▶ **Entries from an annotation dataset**
::::::

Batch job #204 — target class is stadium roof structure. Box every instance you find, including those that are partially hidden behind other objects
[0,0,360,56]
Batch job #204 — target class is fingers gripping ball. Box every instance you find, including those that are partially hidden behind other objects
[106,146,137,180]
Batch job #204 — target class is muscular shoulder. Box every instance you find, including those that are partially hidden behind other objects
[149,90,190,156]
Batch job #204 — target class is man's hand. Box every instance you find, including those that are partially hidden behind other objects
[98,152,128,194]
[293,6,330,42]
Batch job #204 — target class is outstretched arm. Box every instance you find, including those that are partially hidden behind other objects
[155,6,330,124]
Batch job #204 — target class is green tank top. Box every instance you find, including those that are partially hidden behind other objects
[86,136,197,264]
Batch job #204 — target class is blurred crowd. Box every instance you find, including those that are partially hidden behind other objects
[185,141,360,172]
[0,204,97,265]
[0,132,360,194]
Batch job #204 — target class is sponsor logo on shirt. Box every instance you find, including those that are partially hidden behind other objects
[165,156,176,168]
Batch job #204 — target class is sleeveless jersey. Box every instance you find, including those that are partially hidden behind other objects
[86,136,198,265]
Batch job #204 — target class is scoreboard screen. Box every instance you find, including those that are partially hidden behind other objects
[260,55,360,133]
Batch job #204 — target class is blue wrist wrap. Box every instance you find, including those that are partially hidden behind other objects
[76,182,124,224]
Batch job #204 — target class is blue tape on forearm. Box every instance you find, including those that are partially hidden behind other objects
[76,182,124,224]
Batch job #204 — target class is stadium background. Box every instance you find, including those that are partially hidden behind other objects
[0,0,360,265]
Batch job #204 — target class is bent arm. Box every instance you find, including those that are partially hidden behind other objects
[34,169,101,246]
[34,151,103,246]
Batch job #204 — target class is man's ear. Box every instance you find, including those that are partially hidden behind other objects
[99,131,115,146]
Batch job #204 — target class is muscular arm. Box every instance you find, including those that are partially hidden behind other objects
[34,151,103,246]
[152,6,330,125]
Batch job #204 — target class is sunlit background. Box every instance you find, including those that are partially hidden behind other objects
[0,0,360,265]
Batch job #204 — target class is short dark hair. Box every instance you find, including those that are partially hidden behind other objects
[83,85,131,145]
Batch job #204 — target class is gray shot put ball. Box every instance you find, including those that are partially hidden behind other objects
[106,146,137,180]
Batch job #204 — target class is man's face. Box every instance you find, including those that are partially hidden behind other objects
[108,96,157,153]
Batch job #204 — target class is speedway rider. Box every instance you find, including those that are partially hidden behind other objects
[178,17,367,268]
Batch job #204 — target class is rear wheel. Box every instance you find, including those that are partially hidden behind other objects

::::::

▶ **Task requirements**
Write out all the records again, replacing "target class" with "object category" wherever it appears and leaving every other word as it is.

▶ **Task solution**
Batch job #204 — object category is stadium roof structure. Box every instance you find, including those that are partially hidden behind other objects
[0,0,360,56]
Batch job #204 — object category is fingers gripping ball. Box every instance you find, including those that are partially hidden behind other objects
[106,146,137,180]
Batch job #204 — object category is muscular shoulder. Box every instance you find, including those that are partially hidden behind other objects
[149,90,190,156]
Batch job #204 — object category is man's hand. Box every instance you find, including those that are partially hidden behind other objects
[98,152,128,194]
[293,6,330,42]
Batch job #204 — object category is outstretched arm. Box every instance you find, including those that are partially hidden behind other objects
[155,6,330,124]
Batch job #204 — object category is green tank top. Box every instance you find, including those that are partially hidden behind other objects
[86,136,197,264]
Batch job #204 — object category is blurred crowd. Box every instance you find, including those that are partially hidden behind other objects
[185,141,360,172]
[0,204,97,265]
[0,132,360,194]
Batch job #204 — object category is sponsor logo on shirt. Box every instance you find, including those that are partially hidden behind other objects
[165,156,176,168]
Batch job #204 — object category is sleeveless jersey. Box every instance you find, including those that are partially hidden behind other objects
[86,136,198,265]
Batch job #204 — object category is scoreboard screen. Box every instance you find, including those that are partially hidden behind other objects
[260,55,360,133]
Batch job #204 — object category is blue wrist wrap. Box every instance you find, including those that are partially hidden behind other objects
[76,182,124,224]
Batch job #204 — object category is blue tape on forearm. Box every instance you find, including those that are partially hidden behind other objects
[76,182,124,224]
Batch job #204 — object category is stadium background. Box every instance you find, including those that are partially hidden behind other objects
[0,0,360,265]
Batch job #204 — object category is bent arm. Box every instance you find, including those that are partially hidden behind other objects
[34,169,101,246]
[34,151,103,246]
Batch job #204 — object category is man's ear. Box every instance you find, including those that are partially hidden behind other objects
[99,131,115,146]
Batch job #204 — object category is muscular arm. Box every instance you find, including those that are partially hidden behind other objects
[34,151,103,246]
[152,6,330,125]
Batch job #204 — object category is sunlit background. Box every instance you find, including those that are partially hidden behind other objects
[0,0,360,265]
Batch job #204 — object category is short dark hair. Box every instance you find, including those that are partially hidden behind other objects
[83,85,131,145]
Batch job #204 — object category is gray shot put ball. Box every instance you find, including those that are partially hidden behind other objects
[106,146,137,180]
Batch job #204 — object category is man's face. Box every instance you find, including those that are partially hidden behind other objects
[108,96,157,153]
Batch job #204 — object category is speedway rider. Box every instance you find, including those that are partially hidden behind other objects
[178,17,367,268]
Batch job #204 — object category is rear wheel. Box every instance you find, including those that are partially hidden behind other objects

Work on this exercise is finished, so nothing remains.